GOAL: Rewrite every line from the one containing "roof, shaped like this sample" through the end of the items, both included, shifting each coordinate in the answers up by 103 and leaving all other lines unchanged.

DATA SUPPLIED:
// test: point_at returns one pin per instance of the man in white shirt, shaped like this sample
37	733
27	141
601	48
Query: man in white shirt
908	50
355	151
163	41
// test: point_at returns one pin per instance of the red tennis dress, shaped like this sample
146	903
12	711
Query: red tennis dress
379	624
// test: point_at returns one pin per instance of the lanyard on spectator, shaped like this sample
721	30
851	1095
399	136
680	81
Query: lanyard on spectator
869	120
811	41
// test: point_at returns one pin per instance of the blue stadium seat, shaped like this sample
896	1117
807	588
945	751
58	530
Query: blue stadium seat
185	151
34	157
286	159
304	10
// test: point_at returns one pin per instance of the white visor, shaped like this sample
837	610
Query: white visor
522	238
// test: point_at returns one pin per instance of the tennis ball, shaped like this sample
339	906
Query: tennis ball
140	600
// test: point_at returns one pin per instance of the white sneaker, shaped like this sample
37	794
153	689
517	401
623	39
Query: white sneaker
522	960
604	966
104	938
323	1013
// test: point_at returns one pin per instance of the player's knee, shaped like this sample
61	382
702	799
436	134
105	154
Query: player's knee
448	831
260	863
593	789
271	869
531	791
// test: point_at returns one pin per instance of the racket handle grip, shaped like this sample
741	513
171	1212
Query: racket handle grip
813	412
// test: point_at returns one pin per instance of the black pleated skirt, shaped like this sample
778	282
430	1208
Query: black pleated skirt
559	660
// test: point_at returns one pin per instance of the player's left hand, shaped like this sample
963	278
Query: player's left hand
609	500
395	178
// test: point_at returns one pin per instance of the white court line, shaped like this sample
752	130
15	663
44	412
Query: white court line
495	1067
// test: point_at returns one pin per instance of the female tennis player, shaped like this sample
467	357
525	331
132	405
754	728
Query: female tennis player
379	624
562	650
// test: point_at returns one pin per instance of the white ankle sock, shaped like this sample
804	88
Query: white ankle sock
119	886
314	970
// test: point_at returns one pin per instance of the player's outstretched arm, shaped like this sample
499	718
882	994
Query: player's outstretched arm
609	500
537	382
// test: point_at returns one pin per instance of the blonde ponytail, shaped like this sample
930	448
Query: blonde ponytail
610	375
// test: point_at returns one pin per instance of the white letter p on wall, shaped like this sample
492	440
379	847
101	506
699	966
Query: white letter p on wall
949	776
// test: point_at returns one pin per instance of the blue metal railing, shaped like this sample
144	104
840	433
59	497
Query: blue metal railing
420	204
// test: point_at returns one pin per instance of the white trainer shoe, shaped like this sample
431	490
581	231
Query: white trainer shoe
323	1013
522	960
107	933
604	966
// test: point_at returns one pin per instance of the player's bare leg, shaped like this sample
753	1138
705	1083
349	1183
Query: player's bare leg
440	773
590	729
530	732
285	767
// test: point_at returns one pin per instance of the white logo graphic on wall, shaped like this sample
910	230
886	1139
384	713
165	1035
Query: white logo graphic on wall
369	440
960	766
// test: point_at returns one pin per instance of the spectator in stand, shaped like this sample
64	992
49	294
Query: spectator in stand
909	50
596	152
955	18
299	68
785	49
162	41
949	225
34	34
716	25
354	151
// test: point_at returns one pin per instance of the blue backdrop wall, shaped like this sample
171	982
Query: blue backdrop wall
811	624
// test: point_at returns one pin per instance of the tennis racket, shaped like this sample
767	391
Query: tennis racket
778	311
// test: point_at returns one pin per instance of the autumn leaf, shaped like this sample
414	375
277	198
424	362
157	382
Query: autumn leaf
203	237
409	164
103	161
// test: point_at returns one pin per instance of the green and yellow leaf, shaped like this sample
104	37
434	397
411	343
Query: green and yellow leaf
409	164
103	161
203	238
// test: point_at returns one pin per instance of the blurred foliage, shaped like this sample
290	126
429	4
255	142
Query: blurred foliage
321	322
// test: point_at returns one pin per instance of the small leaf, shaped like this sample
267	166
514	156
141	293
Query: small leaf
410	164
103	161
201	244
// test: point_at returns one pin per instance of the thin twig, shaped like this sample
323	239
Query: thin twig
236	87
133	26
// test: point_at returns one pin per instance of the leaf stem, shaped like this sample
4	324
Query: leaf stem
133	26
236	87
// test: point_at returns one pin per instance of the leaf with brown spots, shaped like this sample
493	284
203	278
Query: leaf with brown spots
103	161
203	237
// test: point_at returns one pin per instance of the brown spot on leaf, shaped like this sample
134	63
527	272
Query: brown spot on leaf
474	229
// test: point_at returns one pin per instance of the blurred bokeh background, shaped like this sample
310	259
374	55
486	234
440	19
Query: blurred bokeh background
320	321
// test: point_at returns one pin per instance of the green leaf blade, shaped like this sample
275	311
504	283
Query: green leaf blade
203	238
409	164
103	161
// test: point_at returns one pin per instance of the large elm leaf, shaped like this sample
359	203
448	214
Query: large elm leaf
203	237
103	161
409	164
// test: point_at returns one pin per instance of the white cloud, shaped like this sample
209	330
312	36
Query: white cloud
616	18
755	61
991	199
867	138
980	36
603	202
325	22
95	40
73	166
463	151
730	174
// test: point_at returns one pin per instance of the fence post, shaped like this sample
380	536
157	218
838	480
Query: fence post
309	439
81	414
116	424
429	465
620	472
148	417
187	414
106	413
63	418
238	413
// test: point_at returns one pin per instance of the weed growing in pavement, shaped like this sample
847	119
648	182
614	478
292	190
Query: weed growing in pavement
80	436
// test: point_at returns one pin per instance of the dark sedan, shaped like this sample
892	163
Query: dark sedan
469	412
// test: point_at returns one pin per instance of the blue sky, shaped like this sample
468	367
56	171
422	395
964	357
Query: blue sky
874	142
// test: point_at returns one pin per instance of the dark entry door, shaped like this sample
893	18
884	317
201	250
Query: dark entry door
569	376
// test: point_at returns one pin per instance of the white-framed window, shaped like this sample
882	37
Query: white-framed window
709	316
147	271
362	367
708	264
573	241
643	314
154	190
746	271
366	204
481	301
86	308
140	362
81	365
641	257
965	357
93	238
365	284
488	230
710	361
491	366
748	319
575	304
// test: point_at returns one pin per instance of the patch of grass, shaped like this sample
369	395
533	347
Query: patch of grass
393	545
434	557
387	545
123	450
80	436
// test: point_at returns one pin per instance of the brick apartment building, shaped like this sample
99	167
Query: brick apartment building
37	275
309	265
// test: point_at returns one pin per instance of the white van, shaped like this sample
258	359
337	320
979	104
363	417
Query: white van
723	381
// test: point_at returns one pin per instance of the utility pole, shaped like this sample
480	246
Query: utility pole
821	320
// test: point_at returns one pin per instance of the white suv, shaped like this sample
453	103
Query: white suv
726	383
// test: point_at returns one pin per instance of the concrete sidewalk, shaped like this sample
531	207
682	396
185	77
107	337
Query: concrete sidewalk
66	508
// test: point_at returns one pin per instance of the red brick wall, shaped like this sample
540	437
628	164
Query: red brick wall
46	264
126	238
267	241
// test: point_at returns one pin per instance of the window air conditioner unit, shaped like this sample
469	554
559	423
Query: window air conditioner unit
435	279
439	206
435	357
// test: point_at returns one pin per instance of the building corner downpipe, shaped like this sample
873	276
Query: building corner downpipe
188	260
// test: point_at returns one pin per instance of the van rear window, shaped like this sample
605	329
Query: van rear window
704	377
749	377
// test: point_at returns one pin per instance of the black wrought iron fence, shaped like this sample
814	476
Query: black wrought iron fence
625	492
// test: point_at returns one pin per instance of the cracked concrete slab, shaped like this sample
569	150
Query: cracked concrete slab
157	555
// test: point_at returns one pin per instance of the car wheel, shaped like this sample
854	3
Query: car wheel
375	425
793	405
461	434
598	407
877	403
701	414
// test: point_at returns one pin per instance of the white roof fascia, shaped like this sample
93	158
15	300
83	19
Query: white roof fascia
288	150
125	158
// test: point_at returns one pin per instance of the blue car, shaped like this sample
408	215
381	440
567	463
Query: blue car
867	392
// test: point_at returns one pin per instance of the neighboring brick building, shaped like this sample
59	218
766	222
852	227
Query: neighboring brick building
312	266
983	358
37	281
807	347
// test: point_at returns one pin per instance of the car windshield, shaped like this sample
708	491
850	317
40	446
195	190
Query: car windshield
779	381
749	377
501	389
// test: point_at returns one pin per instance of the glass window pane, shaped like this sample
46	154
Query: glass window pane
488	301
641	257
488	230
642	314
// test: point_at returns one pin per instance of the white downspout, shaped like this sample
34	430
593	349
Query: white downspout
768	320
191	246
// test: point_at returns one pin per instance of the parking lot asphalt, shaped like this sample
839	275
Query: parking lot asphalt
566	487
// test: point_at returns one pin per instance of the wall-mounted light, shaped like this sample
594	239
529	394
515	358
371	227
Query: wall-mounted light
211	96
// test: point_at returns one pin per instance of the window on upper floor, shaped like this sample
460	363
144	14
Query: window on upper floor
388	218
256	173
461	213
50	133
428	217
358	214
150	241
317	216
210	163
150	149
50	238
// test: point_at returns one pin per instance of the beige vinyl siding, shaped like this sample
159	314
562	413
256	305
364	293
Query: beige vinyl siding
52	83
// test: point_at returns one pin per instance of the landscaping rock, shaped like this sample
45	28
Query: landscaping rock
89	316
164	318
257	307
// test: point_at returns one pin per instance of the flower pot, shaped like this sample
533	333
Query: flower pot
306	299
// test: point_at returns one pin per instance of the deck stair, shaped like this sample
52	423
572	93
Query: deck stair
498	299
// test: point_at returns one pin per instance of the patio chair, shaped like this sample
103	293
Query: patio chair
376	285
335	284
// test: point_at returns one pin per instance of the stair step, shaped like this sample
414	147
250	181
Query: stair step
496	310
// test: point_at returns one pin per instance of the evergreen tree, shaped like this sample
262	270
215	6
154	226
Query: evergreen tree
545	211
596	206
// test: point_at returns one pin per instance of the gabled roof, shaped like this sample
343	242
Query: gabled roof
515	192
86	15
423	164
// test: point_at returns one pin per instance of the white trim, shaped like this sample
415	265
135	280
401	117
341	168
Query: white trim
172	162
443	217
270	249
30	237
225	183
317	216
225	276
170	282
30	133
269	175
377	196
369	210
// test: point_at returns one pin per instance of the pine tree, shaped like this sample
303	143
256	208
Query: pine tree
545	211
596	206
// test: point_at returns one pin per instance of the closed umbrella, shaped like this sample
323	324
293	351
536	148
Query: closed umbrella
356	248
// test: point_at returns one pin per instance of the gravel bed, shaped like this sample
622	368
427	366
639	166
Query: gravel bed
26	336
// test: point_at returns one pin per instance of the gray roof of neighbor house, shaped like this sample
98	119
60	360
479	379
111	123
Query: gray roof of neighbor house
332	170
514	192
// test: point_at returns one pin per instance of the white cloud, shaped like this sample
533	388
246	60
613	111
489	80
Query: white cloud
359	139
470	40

TASK RESULT:
// test: point_at returns one pin per instance of the gabled roof, shaped like this sample
343	242
Query: gabled roof
618	295
189	118
526	267
// test: point_at returns one pin per instance of the white trim, shaped like this sample
415	265
135	280
401	117
341	168
Query: white trim
275	265
546	320
373	352
133	340
328	286
420	319
328	379
273	385
133	236
372	278
480	299
472	313
// test: point_at returns one pin per instance of the pine tree, shaped like this sample
303	143
256	208
Query: pine tree
648	314
699	309
// test: point_at returns one pin per instance of the closed umbrella, shaped like this sample
323	324
293	351
536	148
Query: closed umbrella
459	351
// test: point_at returns one pin per instance of the gravel bed, shaped like this sample
622	368
427	366
639	166
Query: gravel bed
129	439
// test: point_at returns one pin per instance of the gray roof of neighbor house, shaped like this sample
98	119
60	360
479	379
111	123
Query: gray roof of neighbor house
435	273
617	295
// test: point_at returns one pin per instance of the white cloud, shaped like this sample
533	388
246	60
613	111
489	80
Query: white cloud
462	242
573	143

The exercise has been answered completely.